## [INPUT MATERIAL]
## Begin

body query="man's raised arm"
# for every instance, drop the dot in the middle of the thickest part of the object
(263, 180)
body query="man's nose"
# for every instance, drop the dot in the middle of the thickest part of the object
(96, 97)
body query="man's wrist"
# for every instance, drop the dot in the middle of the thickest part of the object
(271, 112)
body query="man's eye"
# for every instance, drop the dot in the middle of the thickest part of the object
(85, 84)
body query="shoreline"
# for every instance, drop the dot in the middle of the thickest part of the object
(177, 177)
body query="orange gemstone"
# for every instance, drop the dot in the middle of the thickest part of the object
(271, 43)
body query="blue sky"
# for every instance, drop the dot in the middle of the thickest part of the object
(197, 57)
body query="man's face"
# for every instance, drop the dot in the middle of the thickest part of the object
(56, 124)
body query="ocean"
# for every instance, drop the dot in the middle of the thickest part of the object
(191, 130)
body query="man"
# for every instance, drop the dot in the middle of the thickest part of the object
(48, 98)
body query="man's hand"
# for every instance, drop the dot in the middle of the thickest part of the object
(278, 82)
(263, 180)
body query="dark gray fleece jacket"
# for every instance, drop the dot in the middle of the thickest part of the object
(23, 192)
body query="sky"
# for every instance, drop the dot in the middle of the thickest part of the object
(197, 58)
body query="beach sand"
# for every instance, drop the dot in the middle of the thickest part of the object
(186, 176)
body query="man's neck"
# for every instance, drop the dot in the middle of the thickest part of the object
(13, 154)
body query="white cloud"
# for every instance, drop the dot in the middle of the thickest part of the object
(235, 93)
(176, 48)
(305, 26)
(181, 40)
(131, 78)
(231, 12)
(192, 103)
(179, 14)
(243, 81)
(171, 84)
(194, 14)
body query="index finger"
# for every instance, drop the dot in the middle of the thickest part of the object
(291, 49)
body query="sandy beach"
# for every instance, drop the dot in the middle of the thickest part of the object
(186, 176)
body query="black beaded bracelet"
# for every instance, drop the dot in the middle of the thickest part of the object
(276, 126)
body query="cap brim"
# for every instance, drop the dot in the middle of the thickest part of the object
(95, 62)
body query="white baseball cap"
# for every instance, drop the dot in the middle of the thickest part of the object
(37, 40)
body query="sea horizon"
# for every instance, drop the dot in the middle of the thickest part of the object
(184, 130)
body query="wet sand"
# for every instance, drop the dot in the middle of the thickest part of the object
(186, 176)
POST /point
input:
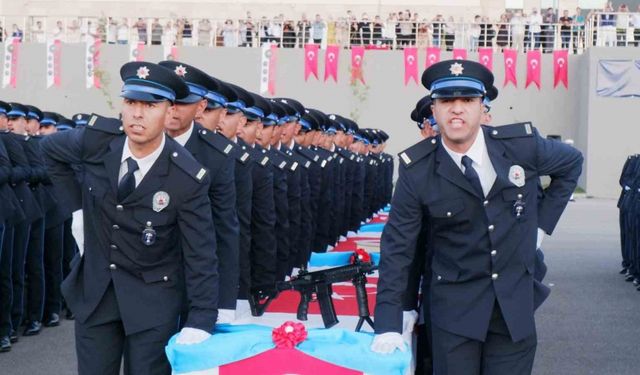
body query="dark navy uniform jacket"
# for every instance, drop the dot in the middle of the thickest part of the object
(150, 280)
(482, 251)
(20, 177)
(216, 154)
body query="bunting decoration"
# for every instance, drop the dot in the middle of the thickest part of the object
(92, 57)
(485, 57)
(561, 68)
(510, 61)
(331, 62)
(136, 51)
(54, 51)
(534, 58)
(11, 53)
(311, 60)
(433, 56)
(410, 65)
(268, 69)
(357, 60)
(459, 54)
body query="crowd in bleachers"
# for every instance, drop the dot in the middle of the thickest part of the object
(545, 29)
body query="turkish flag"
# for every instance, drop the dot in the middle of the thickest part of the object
(433, 56)
(459, 54)
(485, 57)
(410, 64)
(357, 60)
(534, 59)
(331, 62)
(310, 60)
(561, 68)
(510, 61)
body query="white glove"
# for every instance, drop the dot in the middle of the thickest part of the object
(541, 235)
(409, 319)
(77, 230)
(243, 310)
(387, 343)
(226, 316)
(190, 336)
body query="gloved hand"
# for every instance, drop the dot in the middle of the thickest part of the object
(190, 336)
(77, 230)
(243, 310)
(226, 316)
(541, 235)
(387, 343)
(409, 319)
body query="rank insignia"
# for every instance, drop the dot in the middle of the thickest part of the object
(516, 175)
(160, 201)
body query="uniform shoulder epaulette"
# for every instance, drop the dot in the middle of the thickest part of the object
(217, 141)
(241, 154)
(418, 151)
(521, 129)
(105, 124)
(187, 163)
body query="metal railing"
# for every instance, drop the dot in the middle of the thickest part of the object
(599, 29)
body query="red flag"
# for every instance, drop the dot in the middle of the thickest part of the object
(357, 60)
(534, 58)
(510, 61)
(272, 69)
(331, 62)
(410, 64)
(459, 54)
(433, 56)
(561, 68)
(485, 57)
(311, 60)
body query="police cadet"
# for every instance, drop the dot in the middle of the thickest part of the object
(216, 154)
(148, 229)
(279, 167)
(471, 185)
(261, 260)
(280, 140)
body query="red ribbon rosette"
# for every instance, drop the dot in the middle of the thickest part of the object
(360, 255)
(288, 335)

## End

## [AIM]
Give back the entries verbatim. Do not include any picture.

## [RESULT OF THE EXERCISE]
body query="man's raised arm"
# for every instance, drop the dot in the middle of the thickest part of the object
(263, 180)
body query="man's nose"
# for every instance, drop the dot in the middle of the thickest part of the object
(96, 97)
body query="man's wrist"
# for every instance, drop the dot in the middle of the thickest part of the object
(271, 112)
body query="man's eye"
# for every instance, drop the dot in the middle of the thickest part of the object
(85, 84)
body query="shoreline"
# for every instance, drop the dot in the middle of the thickest part of the object
(177, 177)
body query="orange gemstone"
# for every instance, drop the dot in the middle of the thickest part of the object
(271, 43)
body query="blue sky"
# for every instance, drop the dot in the middle of the thickest part of the object
(197, 57)
body query="man's face"
# for every instance, drop the dot in the middle of the thickest part of the object
(56, 124)
body query="ocean"
# for every instance, drop the dot in the middle of the thickest part of the object
(191, 130)
body query="man"
# for every instance, drop the dot in the middle of the thickest part of the object
(48, 98)
body query="man's hand"
# for every instance, drop the dot in the middle of the thickest part of the object
(278, 82)
(263, 180)
body query="dark gray fleece jacket"
# for every instance, drop the dot in the middle of the thickest part of the object
(23, 192)
body query="sky"
# for every instance, drop the dot in the middle of the thickest part of the object
(197, 58)
body query="beach sand"
# for every instance, drop the dot in the middle of the thickest part of the object
(186, 176)
body query="man's neck"
# for every instance, drop the dot in the middle of the thickest part of the object
(13, 154)
body query="white cloud"
# for every instance, drop the dot in the middle of the thickest part of the object
(235, 93)
(176, 48)
(305, 26)
(181, 40)
(131, 78)
(231, 12)
(192, 103)
(179, 14)
(243, 81)
(171, 84)
(194, 14)
body query="index finger"
# for every instance, drop the dot in the middle of the thickest part of the object
(291, 49)
body query="sandy beach"
# for every instance, drop the dot in the middle of the thickest part of the object
(186, 176)
body query="black beaded bracelet"
# for every instance, drop the dot in the middle of the thickest part of the object
(276, 126)
body query="cap brim"
# for every instance, drop the dot in the middle of the thickest part of the object
(95, 62)
body query="white baseball cap"
# for every instance, drop the dot in the middle of the thickest part of the object
(37, 40)
body query="sea horizon"
# for every instance, drop the dot in the middle of the thickest part of the object
(184, 130)
body query="wet sand"
# for every instance, drop the dot in the middle of the thickest part of the object
(186, 176)
POST /point
input:
body query="dark navy uniform jacket"
# for every instance, drop the dot in the middle of the thickest part of the object
(150, 280)
(482, 251)
(20, 177)
(216, 154)
body query="bunting decoration"
# for every instance, drop the dot in the middle of the thickest part of the object
(92, 57)
(485, 57)
(561, 68)
(510, 61)
(331, 62)
(136, 51)
(54, 51)
(534, 58)
(11, 53)
(311, 60)
(433, 56)
(410, 65)
(268, 69)
(357, 60)
(459, 54)
body query="crowd in bleachers"
# for every instance, drop the dot in the middle of the thickest part of the object
(545, 29)
body query="turkish flag"
# for every instance, drop the dot in the middle of the thickest part of the object
(433, 56)
(459, 54)
(485, 57)
(410, 64)
(357, 60)
(534, 59)
(331, 62)
(310, 60)
(561, 68)
(510, 61)
body query="white glove"
# for every instance, drop the dot in the middle of the thickest part of the object
(541, 235)
(409, 319)
(77, 230)
(243, 310)
(387, 343)
(226, 316)
(190, 336)
body query="gloved hand"
# for every instance, drop the dot in the middle of the thickest part of the object
(190, 336)
(77, 230)
(243, 310)
(226, 316)
(541, 235)
(387, 343)
(409, 319)
body query="rank insignia"
# for every instance, drop the dot in the middle of the thickest part of the object
(516, 175)
(160, 201)
body query="uniform shoulder epaulette"
# for every instance, drop the dot in the middle of the thickest part of the object
(217, 141)
(241, 154)
(418, 151)
(521, 129)
(105, 124)
(187, 163)
body query="metal railing"
# for every instance, drop the dot in the middle of the thickest part of the object
(599, 29)
body query="red flag"
# for every instance, drop the dot in the middle of the thickest part of the object
(357, 60)
(534, 58)
(510, 61)
(272, 69)
(331, 62)
(410, 64)
(459, 54)
(433, 56)
(561, 68)
(485, 57)
(311, 60)
body query="police cadet"
# for every instance, drop the dot in the middle of the thickest part of the object
(216, 154)
(148, 229)
(279, 167)
(471, 185)
(261, 260)
(280, 140)
body query="red ribbon rosette"
# for every instance, drop the dot in the middle of the thickest part of the object
(360, 255)
(288, 335)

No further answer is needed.